→ **Excerpted passage**:
Judgment, Supreme Court, New York County (Ronald A. Zweibel, J.), rendered May 28, 2004, convicting defendant, after a jury trial, of criminal sale of a controlled substance in the third degree and criminal possession of a controlled substance in the third and fourth degrees, and sentencing him, as a second felony offender, to concurrent terms of 8 to 16 years, 8 to 16 years and 7 1/212 to 15 years, respectively, unanimously affirmed.
The court properly exercised its discretion in denying defendant's mistrial motion based on the prosecutor's brief, indirect summation reference to the fact that defendant did not testify. This comment, which was responsive to an argument made in defense counsel's summation, was cut off by an objection, and it did not ask the jury to draw any inference from defendant's failure to testify. Under the circumstances, the court's standard “no inference” instruction under CPL 300.10(2), which the jury is presumed to have followed, was sufficient to prevent any prejudice (see People v. Brown, 196 A.D.2d 465, 601 N.Y.S.2d 296 [1993], lv. denied 82 N.Y.2d 804, 604 N.Y.S.2d 940, 624 N.E.2d 1035 [1993] ).

→ **Brief 1**:
Name each offense of which the defendant was convicted, according to the appellate ruling.
→ **Brief 2**:
Extend the appellate ruling on the drug sale conviction with a few sentences that follow on from its last one.
The material that comes after this ruling is separate from it and unrelated.

Excerpts of location labeling data:
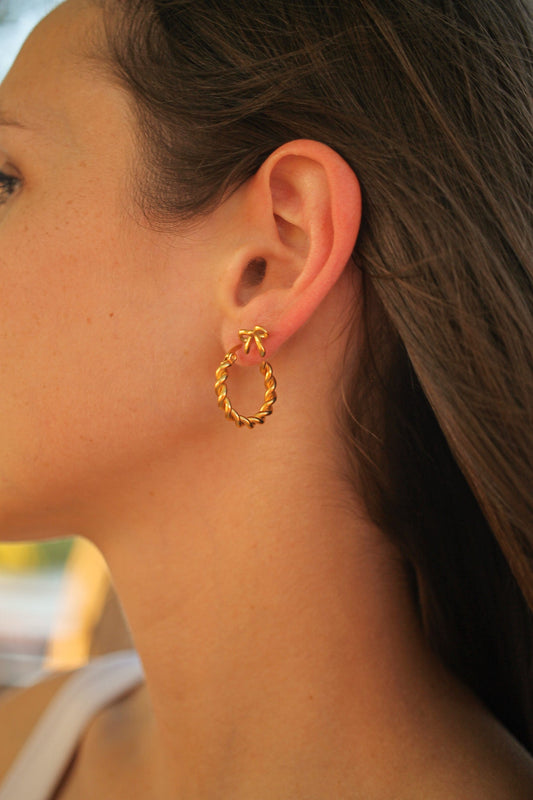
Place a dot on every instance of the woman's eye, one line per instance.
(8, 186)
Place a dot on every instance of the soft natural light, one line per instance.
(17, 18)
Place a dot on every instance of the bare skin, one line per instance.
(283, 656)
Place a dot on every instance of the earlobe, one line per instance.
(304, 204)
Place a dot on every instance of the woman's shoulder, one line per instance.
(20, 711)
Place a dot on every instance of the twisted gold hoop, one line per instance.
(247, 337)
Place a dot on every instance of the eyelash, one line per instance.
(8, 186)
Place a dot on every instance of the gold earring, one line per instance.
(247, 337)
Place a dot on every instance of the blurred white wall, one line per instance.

→ **Exercise output 1**:
- Criminal sale of a controlled substance in the third degree
- Criminal possession of a controlled substance in the third degree
- Criminal possession of a controlled substance in the fourth degree

→ **Exercise output 2**:
After sufficient inquiry, the sentencing court properly determined that the reason defendant was not interviewed by the probation department was his refusal to be produced. Accordingly, we reject his argument that the pre-sentence report is incomplete (see People v. Greene, 209 A.D.2d 541, 619 N.Y.S.2d 74 [1994], lv. denied 85 N.Y.2d 909, 627 N.Y.S.2d 332, 650 N.E.2d 1334 [1995] ).
We perceive no basis for reducing the sentence.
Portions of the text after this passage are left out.